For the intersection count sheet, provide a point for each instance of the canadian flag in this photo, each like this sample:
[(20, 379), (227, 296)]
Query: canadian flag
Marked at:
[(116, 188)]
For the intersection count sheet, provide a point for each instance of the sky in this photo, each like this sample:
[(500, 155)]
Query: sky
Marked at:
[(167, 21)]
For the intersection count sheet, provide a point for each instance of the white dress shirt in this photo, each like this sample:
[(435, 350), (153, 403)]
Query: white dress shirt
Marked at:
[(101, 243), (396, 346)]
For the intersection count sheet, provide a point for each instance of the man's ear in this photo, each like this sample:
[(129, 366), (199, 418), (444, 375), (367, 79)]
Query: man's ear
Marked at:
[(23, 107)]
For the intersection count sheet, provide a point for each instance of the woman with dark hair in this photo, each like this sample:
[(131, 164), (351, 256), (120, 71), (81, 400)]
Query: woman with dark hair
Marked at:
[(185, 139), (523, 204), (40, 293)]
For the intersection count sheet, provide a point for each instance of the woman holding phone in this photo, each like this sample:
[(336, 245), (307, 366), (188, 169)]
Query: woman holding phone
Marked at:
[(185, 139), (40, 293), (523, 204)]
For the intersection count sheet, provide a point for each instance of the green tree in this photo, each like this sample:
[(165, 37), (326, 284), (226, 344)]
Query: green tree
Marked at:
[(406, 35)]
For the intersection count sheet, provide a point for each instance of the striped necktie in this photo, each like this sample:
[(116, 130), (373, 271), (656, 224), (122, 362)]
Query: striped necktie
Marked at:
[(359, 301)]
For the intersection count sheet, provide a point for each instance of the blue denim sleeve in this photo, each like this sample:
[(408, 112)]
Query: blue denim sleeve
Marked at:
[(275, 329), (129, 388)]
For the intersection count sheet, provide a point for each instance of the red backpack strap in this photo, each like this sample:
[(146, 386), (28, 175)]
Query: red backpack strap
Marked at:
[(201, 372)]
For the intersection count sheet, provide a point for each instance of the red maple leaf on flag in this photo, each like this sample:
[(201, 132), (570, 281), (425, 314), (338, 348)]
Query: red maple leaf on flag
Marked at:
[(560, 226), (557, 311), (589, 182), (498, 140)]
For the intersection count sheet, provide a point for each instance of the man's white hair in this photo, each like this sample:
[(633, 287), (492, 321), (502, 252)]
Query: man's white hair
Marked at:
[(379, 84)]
****************
*Instructions for the task*
Reproduce each of the items above word for word, in the same order.

*Solved exercise*
For the intersection count sheet, provide a point for each instance of the canadian flag in this photo, each like this sample:
[(20, 379), (227, 296)]
Query: canadian flag
Marked at:
[(116, 188)]
For the intersection count sheet, provide a point for each instance of the sky in this photo, each like this sample:
[(500, 155)]
Query: sky
Marked at:
[(167, 21)]
For the intersection count sheet, provide a point for each instance of the white dress shirt in this photo, each like this sample:
[(435, 350), (153, 403)]
Query: white dress shirt
Marked at:
[(101, 243), (396, 346)]
For the intersection count sheet, provide a point for each instance of the man's ear in this photo, each like this sample:
[(129, 366), (199, 418), (444, 375), (367, 79)]
Query: man's ear
Marked at:
[(23, 107)]
For the intersection count sheet, provide a point for each instance of the woman with dark hair in this photo, each like this sample:
[(131, 164), (351, 256), (120, 71), (81, 400)]
Query: woman with dark hair
Marked at:
[(185, 139), (523, 204), (40, 293)]
For the intersection count sheet, provide a point for each instance of the woman holding phone in this photo, each like this sample:
[(336, 245), (307, 366), (188, 169)]
Query: woman holding phone
Marked at:
[(185, 139), (40, 293), (523, 204)]
For the intersection count sheet, provide a point for each instance of the green tree in this photo, each like this sample:
[(165, 37), (326, 284), (226, 344)]
Query: green tree
Marked at:
[(406, 35)]
For the intersection count sheet, provide a point for each instance of the striped necktie in this photo, each like this sample:
[(116, 130), (373, 271), (656, 224), (122, 362)]
Query: striped necktie
Marked at:
[(359, 301)]
For the intersection count sheet, provide a point for each instance of the blue denim sleeve in this photo, each like this sample:
[(408, 112)]
Query: blue denim sleeve
Marked at:
[(275, 329), (129, 388)]
For the intersection count sheet, provide a point for each instance of the red backpack strap in this photo, each like this sample:
[(146, 386), (28, 175)]
Query: red backpack strap
Marked at:
[(201, 372)]
For the intersection count sheet, provide a point for each instance of the red maple leaf on flag in this photo, each like this sample:
[(201, 132), (570, 281), (425, 314), (338, 348)]
Query: red maple leaf on flag
Marked at:
[(560, 226), (557, 311), (589, 182), (498, 140)]
For the intersection count sheet, provide a point for each instance of the man's white hair in this photo, each like this sample:
[(633, 287), (492, 321), (502, 252)]
Query: man's white hair
Marked at:
[(379, 84)]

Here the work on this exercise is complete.